___ Provided text

Re: [PATCH] xfs: add readahead bufs to lru early to prevent post-unmount panic

From: Brian Foster <bfoster@redhat.com>
To: Dave Chinner <david@fromorbit.com>
Cc: xfs@oss.sgi.com
Subject: Re: [PATCH] xfs: add readahead bufs to lru early to prevent post-unmount panic
Date: Wed, 13 Jul 2016 07:32:26 -0400	[thread overview]
Message-ID: <20160713113226.GA15845@bfoster.bfoster> (raw)
In-Reply-To: <20160712235752.GL1922@dastard>

On Wed, Jul 13, 2016 at 09:57:52AM +1000, Dave Chinner wrote:
> On Tue, Jul 12, 2016 at 01:22:59PM -0400, Brian Foster wrote:
> > On Tue, Jul 12, 2016 at 08:03:15AM -0400, Brian Foster wrote:
> > > On Tue, Jul 12, 2016 at 08:44:51AM +1000, Dave Chinner wrote:
> > > > On Mon, Jul 11, 2016 at 11:29:22AM -0400, Brian Foster wrote:
> > > > > On Mon, Jul 11, 2016 at 09:52:52AM -0400, Brian Foster wrote:
> > > > > ...
> > > > > > So what is your preference out of the possible approaches here? AFAICS,
> > > > > > we have the following options:
> > > > > > 
> > > > > > 1.) The original "add readahead to LRU early" approach.

______
___ Dataset excerpts

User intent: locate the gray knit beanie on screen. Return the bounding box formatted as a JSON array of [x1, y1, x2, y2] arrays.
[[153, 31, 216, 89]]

______
___ Dataset excerpts

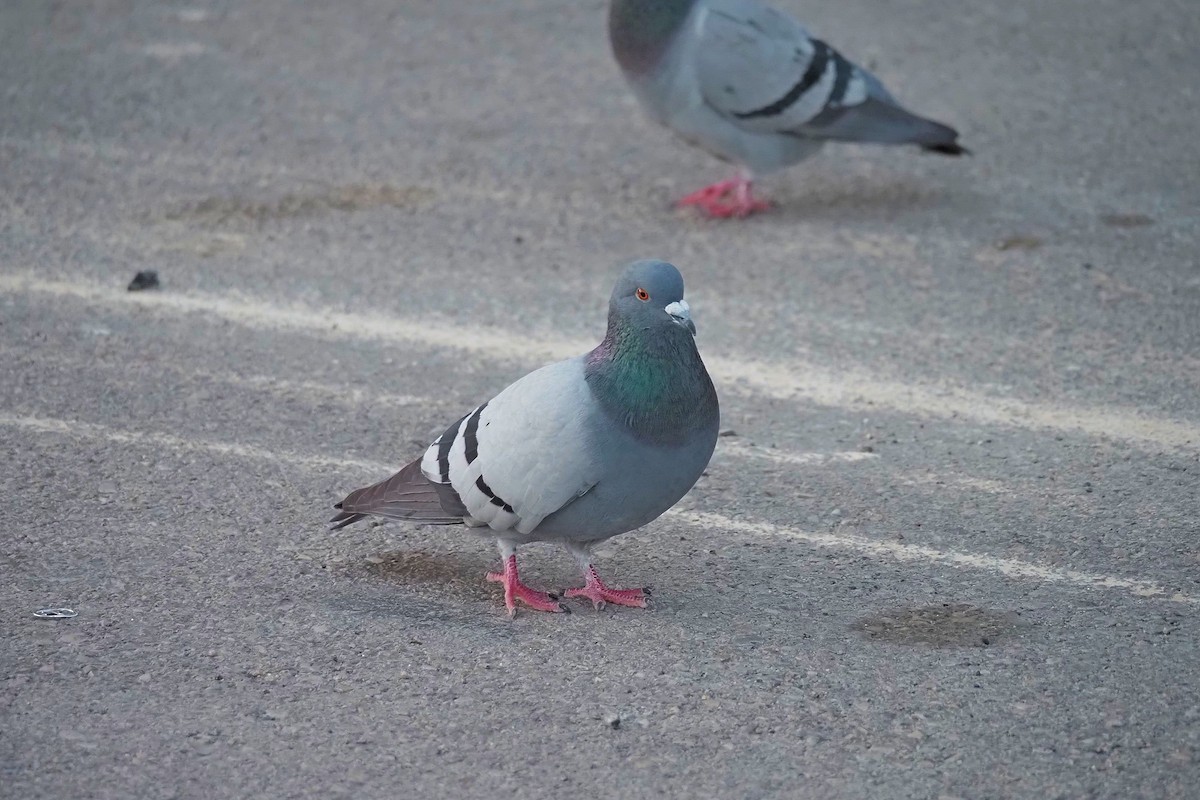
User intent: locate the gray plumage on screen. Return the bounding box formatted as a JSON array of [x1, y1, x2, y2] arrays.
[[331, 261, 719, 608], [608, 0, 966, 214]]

______

▸ Stated goal:
Summarize the mailing list message in two sentences. The items are unrelated to the mailing list message.

▸ Result:
Brian Foster replies to Dave Chinner on July 13, 2016, in a thread about a patch that adds XFS readahead buffers to the LRU early to prevent a panic after unmount. In the quoted exchange, Brian asks which of the possible approaches Dave prefers, the first being the original "add readahead to LRU early" approach.